# Passage to read
Facetune became even more key to my gender identity when I started to pursue feminization surgery. Two years ago, I walked into a medical aesthetics clinic to get lip filler for the first time. I spent years augmenting my lips on Facetune and showed my injection nurse the edited photos for reference. The app let me experiment with physical feminization before I pursued it medically.

It turns out, I’m not alone in my experience. Lilah Gibney, an influencer and self-proclaimed Facetune expert, was still learning the ins-and-outs of feminine beauty when she first turned to the photo-editing app. “When I wore wigs early in my transition, I used Facetune to make the hair look like it was growing out of my head instead of lace,” she says. “I wanted long hair but didn’t know how to properly achieve the look. I used the smooth tool to disguise my lacefront.”

I also experimented with wigs to help with my gender dysphoria. I bought a 24-inch U-part wig, which covers the natural parting of your hair with wig lace, but it still didn’t look right. Facetune was the only way to go until my hair grew long enough to blend with extensions.

Athena Layna, a trans beauty creator, uses Facetune’s smoothing tool to “retouch any facial hair or razor bumps,” along with the reshape tool. “Especially since I plan to get facial feminization surgery in the near future, playing around with the reshape tool gives me a little glimpse of what’s to come,” she says.

Records drawn from a dataset:

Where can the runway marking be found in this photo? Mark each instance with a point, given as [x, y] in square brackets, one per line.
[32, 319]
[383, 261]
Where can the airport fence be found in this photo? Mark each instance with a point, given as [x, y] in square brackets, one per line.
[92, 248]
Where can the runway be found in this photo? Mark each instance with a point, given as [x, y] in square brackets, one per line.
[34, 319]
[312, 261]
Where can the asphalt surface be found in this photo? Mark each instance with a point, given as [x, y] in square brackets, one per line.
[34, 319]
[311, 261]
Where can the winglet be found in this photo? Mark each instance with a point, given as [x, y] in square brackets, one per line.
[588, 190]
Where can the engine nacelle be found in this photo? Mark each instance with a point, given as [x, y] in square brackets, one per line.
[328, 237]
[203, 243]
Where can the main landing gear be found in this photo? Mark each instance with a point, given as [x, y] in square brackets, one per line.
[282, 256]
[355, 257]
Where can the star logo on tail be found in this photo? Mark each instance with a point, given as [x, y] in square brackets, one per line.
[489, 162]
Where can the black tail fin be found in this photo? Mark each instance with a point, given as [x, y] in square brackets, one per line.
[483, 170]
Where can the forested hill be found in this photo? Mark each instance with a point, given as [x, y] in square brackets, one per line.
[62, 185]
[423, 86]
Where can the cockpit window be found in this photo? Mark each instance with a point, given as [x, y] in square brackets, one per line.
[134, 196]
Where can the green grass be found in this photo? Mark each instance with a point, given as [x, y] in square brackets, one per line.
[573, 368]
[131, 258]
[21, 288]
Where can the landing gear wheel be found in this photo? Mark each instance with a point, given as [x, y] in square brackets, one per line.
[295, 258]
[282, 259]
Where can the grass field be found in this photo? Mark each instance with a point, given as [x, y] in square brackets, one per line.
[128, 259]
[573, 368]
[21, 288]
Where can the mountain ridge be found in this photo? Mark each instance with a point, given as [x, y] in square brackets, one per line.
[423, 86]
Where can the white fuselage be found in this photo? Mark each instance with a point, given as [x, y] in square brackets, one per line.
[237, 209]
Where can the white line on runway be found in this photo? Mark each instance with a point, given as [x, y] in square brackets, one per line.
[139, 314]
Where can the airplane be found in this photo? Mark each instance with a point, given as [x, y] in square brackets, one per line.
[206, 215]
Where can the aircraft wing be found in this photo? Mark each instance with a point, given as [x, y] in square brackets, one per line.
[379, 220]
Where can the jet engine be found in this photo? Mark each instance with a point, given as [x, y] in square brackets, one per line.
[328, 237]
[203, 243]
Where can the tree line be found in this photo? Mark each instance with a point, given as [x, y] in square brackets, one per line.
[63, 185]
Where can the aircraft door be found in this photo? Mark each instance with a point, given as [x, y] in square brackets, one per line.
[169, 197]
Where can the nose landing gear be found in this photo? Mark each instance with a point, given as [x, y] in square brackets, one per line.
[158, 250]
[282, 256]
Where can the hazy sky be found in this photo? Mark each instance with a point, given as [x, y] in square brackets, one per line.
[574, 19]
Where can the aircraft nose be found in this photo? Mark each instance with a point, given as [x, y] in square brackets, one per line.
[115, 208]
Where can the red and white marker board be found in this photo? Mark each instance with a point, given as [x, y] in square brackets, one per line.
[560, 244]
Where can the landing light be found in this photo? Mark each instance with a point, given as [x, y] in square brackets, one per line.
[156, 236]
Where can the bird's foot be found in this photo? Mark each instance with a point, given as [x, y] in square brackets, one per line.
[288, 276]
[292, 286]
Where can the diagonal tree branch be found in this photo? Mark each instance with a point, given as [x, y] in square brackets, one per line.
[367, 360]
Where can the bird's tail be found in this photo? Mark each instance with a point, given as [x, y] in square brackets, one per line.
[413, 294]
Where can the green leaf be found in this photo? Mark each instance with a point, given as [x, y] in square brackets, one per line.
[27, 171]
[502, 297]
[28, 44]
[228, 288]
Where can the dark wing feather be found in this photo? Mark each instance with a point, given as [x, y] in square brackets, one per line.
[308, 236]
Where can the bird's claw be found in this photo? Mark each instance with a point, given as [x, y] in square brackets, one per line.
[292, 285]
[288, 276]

--

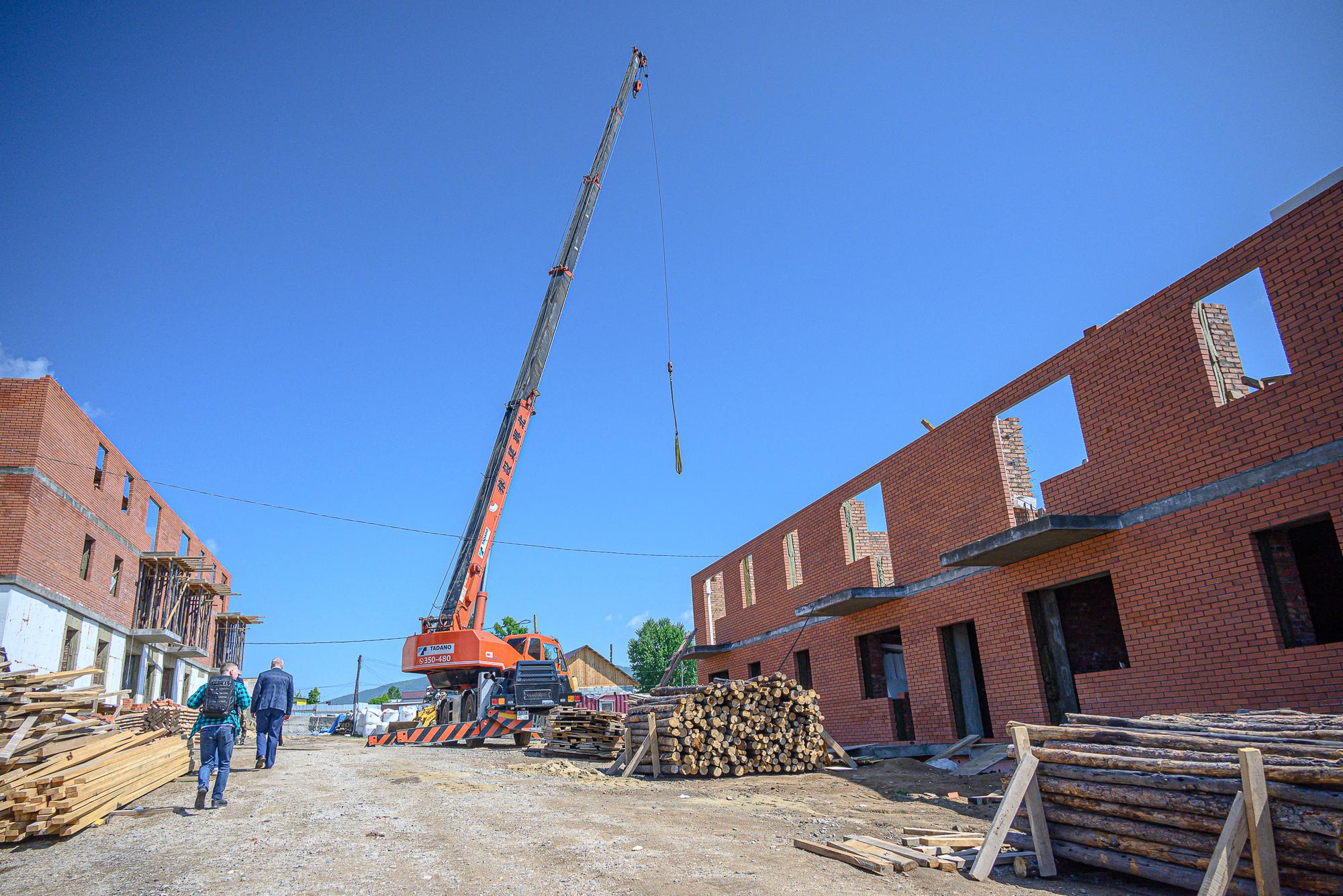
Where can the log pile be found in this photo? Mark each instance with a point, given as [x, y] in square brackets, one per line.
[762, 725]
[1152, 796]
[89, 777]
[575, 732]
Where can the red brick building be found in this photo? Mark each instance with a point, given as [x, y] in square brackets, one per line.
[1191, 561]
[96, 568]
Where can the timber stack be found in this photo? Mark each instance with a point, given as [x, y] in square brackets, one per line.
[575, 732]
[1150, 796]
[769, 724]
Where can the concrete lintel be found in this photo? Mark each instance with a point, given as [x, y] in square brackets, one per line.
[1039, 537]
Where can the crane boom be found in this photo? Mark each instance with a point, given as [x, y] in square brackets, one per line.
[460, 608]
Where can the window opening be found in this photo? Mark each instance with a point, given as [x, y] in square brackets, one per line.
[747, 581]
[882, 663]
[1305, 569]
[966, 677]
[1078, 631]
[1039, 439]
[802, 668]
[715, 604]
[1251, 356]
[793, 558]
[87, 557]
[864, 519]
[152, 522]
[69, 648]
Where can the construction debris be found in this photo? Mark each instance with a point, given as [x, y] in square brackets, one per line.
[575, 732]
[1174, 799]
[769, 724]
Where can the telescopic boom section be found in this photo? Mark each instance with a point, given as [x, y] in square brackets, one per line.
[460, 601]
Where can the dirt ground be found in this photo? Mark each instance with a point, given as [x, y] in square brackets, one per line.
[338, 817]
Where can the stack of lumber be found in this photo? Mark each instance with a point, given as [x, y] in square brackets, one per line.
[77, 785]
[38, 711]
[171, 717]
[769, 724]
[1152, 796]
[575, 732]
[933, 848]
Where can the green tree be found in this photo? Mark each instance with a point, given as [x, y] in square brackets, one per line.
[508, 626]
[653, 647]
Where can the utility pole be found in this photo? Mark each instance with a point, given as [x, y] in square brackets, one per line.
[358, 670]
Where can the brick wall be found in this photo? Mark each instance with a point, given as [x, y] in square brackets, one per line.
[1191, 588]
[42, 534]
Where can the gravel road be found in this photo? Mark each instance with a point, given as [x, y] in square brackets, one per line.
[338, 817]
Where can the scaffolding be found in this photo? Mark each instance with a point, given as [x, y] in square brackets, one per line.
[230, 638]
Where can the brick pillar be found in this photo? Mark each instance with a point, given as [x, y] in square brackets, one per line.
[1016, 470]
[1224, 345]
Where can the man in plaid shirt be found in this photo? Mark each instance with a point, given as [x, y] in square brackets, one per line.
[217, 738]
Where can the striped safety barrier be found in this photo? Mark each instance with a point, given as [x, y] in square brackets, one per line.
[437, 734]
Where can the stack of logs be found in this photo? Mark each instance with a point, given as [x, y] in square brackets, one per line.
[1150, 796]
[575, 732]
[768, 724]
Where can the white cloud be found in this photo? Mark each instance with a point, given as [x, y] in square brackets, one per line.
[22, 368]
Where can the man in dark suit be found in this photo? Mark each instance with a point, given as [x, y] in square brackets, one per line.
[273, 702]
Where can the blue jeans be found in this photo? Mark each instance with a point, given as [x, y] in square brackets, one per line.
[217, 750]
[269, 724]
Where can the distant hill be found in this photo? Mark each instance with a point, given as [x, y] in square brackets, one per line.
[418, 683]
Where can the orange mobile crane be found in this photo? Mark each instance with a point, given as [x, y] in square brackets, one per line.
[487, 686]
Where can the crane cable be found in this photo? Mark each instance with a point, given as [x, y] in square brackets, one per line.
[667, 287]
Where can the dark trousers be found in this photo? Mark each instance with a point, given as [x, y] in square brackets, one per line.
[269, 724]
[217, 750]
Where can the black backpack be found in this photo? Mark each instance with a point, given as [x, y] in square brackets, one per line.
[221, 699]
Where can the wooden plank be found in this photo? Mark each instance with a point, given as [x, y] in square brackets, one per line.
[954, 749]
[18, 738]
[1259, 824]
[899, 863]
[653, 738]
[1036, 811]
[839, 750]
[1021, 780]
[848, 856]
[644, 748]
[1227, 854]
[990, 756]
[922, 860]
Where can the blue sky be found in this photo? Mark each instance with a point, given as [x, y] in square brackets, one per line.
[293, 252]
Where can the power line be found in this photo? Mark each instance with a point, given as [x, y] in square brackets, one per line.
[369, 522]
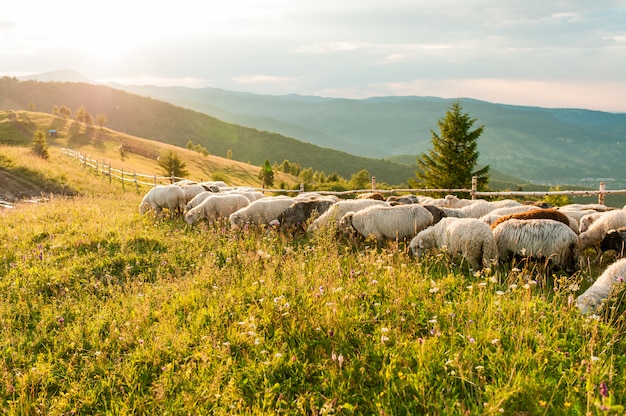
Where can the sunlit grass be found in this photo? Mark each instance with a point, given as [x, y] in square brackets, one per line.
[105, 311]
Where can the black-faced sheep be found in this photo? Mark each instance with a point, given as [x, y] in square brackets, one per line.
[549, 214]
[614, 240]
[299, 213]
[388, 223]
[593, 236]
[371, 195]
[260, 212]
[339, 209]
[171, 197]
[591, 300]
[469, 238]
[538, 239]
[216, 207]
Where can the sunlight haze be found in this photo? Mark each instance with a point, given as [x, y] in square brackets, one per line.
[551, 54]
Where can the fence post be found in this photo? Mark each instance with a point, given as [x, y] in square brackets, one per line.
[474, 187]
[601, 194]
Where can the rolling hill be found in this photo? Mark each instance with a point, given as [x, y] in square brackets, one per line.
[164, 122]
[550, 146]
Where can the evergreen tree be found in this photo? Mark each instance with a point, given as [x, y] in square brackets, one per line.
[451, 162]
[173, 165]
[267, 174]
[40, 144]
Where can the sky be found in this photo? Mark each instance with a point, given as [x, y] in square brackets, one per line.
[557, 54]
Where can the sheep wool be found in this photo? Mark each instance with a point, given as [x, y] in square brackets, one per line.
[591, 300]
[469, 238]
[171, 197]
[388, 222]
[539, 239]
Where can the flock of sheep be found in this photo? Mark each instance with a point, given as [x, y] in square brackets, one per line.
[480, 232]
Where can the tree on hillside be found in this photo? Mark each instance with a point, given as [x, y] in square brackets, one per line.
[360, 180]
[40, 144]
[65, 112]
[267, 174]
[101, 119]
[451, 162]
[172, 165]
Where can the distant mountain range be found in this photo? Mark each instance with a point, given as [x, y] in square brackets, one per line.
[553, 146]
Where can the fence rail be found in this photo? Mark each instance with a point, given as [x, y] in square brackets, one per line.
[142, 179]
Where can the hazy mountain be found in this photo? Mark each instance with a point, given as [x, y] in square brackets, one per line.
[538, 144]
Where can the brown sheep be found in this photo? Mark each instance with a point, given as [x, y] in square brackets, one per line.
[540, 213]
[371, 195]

# Explore the material
**a.** Can you repeat the Facetune passage between "Facetune became even" and "pursued it medically.", inclusive, switching "medical aesthetics clinic" to "cosmetic clinic"?
**b.** Could you turn the paragraph of the Facetune passage that begins "Athena Layna, a trans beauty creator" into a short list that keeps its main facts?
The listing has no connection to the Facetune passage.

# Written answers
**a.**
Facetune became even more key to my gender identity when I started to pursue feminization surgery. Two years ago, I walked into a cosmetic clinic to get lip filler for the first time. I spent years augmenting my lips on Facetune and showed my injection nurse the edited photos for reference. The app let me experiment with physical feminization before I pursued it medically.

**b.**
- Athena Layna is a trans beauty creator.
- She uses Facetune's smoothing tool to retouch facial hair or razor bumps, and she also uses the reshape tool.
- She plans to get facial feminization surgery in the near future, and the reshape tool gives her a glimpse of what's to come.